### WORK INSTRUCTION
Check each line of the data below for the word "elderly", then extract the ones that have it.

### SUPPLIED MATERIAL
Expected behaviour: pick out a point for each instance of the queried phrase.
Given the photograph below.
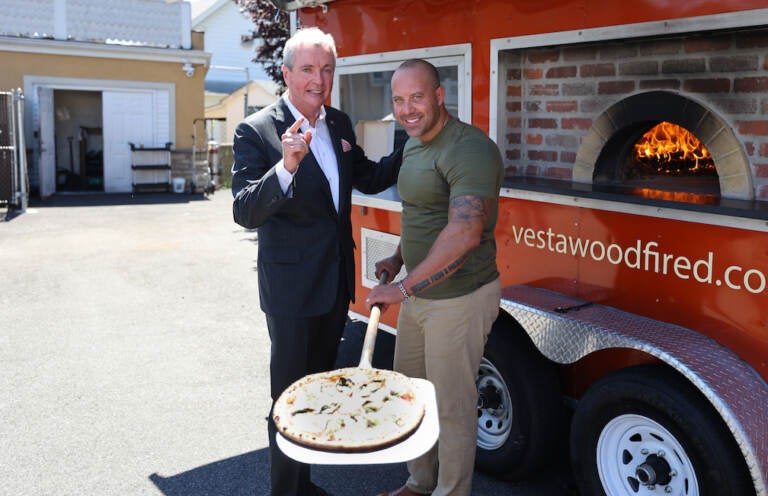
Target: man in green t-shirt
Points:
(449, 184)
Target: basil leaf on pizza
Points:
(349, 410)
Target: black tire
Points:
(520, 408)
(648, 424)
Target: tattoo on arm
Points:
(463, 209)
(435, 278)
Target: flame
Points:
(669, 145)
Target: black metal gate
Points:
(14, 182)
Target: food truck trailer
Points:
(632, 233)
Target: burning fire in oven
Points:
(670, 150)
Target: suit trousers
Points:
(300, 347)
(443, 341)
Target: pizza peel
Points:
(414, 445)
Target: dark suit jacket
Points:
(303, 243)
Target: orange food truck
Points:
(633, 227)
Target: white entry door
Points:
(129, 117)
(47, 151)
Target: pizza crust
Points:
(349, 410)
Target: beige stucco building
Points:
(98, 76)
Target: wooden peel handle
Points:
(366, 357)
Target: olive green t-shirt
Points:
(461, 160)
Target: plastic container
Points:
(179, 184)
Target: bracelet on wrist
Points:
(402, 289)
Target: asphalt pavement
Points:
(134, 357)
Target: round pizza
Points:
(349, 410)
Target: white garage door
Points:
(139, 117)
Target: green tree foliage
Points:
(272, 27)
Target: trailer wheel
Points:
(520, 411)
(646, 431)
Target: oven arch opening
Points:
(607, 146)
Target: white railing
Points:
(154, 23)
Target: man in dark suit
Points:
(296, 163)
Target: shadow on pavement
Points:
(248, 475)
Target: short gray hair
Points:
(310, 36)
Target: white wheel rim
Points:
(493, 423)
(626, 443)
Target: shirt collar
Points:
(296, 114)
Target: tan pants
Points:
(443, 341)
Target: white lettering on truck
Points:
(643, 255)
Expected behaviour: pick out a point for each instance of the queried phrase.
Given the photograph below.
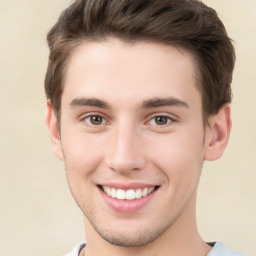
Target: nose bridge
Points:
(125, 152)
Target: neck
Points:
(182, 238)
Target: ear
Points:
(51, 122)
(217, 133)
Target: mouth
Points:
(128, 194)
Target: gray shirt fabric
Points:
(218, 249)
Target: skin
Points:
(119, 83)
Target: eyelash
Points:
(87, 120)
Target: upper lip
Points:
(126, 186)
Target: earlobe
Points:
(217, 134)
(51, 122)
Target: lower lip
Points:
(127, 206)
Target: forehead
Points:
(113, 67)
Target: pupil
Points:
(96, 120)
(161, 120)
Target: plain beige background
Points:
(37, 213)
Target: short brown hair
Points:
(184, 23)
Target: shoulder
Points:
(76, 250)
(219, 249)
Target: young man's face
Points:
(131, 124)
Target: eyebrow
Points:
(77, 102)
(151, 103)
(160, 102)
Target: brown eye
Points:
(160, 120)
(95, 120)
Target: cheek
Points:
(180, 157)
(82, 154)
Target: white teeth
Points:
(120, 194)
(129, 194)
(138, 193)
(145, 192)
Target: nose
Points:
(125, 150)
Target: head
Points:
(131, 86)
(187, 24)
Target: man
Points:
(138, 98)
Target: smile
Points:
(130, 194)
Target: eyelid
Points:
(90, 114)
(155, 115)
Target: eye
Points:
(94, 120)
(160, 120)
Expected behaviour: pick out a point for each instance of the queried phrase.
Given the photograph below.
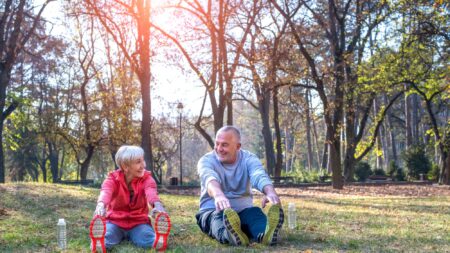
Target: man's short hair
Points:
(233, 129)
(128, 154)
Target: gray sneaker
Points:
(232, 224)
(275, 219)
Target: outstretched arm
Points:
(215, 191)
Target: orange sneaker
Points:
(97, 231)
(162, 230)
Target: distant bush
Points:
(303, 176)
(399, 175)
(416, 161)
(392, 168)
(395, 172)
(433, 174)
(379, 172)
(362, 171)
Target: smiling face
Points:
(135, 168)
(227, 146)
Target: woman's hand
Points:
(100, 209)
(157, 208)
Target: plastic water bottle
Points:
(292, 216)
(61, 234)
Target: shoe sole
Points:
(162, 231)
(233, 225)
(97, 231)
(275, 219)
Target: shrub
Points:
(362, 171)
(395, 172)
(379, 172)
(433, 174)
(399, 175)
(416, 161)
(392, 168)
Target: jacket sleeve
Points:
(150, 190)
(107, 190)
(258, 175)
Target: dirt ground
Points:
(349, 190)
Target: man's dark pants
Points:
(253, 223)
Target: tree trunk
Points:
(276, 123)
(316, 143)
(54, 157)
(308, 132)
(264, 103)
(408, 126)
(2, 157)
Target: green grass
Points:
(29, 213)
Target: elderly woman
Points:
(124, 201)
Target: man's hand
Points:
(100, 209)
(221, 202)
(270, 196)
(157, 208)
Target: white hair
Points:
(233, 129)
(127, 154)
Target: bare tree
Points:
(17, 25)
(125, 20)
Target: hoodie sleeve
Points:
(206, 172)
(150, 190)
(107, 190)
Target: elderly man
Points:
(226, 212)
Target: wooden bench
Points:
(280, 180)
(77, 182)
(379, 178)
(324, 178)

### EXPECTED ANSWER
Target: elderly woman
Target: elderly man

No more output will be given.